[Extract]:
** Start **

Reputation: 12112
I have a directory structured like so:
temp/Tweets/userId123/Tweets.csv
temp/Tweets/userId456/Tweets.csv
temp/Tweets/userId789/Tweets.csv
temp/Mentions/userId123/Mentions.csv
temp/Mentions/userId456/Mentions.csv
temp/Mentions/userId789/Mentions.csv
.
.
.
The data is structured by the type of data entity, I want to restructure it by the user, like so:
final/userId123/Tweets.csv
final/userId123/Mentions.csv
.
.
final/userId456/Tweets.csv
final/userId456/Mentions.csv
.
.
I've been looking around on google/StackOverflow/Spark docs, but haven't seen a way to do this, but I think there should be a way to modify the directory structure. How can I do this?
Upvotes: 1
Views: 1996
Reputation: 61666
You have the possibility to use the hadoop.fs.FileSystem
API from Scala (or Python or Java - here I'll use Scala):
import org.apache.hadoop.conf.Configuration
import org.apache.hadoop.fs.{FileSystem, Path}
First, let's define a way to list userids hdfs folders:
def listFolderNamesInFolder(hdfsPath: String): List[String] =
FileSystem
.get(new Configuration())

** End **

[The tasks]:
1 – In the thread on reorganizing directories by user, how would you condense the paragraph beginning "I've been looking around on google/StackOverflow/Spark docs" into a bulleted list that keeps its main facts?
2 – In the thread on reorganizing directories by user, which API does the reply suggest using?
3 – Carry on the thread on reorganizing directories by user from the point where it stops.

[Dataset excerpts]:
** Start **

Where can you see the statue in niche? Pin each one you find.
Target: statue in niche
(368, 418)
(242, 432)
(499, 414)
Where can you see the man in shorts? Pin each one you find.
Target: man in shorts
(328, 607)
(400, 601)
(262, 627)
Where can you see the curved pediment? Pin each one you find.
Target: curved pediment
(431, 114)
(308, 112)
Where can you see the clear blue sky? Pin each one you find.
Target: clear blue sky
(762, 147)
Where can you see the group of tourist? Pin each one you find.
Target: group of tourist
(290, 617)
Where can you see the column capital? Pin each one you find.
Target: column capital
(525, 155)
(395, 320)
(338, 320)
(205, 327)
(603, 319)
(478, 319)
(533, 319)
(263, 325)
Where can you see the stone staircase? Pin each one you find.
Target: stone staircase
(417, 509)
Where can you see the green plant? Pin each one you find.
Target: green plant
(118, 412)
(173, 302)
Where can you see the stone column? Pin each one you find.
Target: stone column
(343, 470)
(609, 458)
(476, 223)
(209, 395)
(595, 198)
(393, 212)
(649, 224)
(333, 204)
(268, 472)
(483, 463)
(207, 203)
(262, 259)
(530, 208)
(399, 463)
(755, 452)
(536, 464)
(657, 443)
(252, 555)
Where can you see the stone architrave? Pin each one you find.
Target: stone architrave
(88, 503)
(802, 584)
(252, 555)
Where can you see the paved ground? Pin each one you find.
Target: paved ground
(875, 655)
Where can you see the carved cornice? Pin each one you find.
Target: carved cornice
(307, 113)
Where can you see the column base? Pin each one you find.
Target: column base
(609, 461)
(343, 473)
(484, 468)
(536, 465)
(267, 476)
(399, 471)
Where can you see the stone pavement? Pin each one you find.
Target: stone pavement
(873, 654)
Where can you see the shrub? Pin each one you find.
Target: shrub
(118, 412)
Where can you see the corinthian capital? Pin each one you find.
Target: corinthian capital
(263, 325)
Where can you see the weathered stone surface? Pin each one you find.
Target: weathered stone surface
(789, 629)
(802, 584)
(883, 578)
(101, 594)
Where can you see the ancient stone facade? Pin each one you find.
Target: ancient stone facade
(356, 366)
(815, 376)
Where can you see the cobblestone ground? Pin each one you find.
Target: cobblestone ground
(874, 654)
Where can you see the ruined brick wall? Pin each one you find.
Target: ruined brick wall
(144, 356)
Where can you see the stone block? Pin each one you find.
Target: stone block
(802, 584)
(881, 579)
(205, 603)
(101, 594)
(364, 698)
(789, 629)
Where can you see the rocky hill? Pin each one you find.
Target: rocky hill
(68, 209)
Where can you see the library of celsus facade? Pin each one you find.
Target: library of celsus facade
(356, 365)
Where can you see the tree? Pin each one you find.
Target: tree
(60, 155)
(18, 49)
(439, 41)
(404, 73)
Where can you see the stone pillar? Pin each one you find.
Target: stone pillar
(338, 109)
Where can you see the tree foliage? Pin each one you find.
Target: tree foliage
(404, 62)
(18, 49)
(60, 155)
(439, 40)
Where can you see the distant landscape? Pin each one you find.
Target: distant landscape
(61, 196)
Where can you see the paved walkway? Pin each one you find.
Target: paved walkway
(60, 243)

** End **

[Written answers]:
1 –
- Searched Google, StackOverflow and the Spark docs
- Found no method for this
- Believes the directory structure can be modified somehow
- Asks how to do it

2 – The hadoop.fs.FileSystem API, callable from Scala, Python or Java.

3 –
.listStatus(new Path(hdfsPath))
.flatMap(status => if (!status.isFile) Some(status.getPath.getName) else None)
.toList
Then let's define two helpers to move hdfs files and create hdfs folders:
def moveFile(oldPath: String, newPath: String): Unit = {
val fileSystem = FileSystem.get(new Configuration())
fileSystem.rename(new Path(oldPath), new Path(newPath))
}
def createFolder(hdfsPath: String): Unit =
FileSystem.get(new Configuration()).mkdirs(new Path(hdfsPath))
Finally, let's loop over each userid folder and move each Tweets, Mentions files to the associated final folder:
def moveTweetFiles(hdfsPath: String): Unit =
listFolderNamesInFolder(s"$hdfsPath/temp/Tweets").foreach {
case userid =>
createFolder(s"$hdfsPath/final/$userid")
moveFile(
s"$hdfsPath/temp/Tweets/$userid/Tweets.csv",
s"$hdfsPath/final/$userid/Tweets.csv")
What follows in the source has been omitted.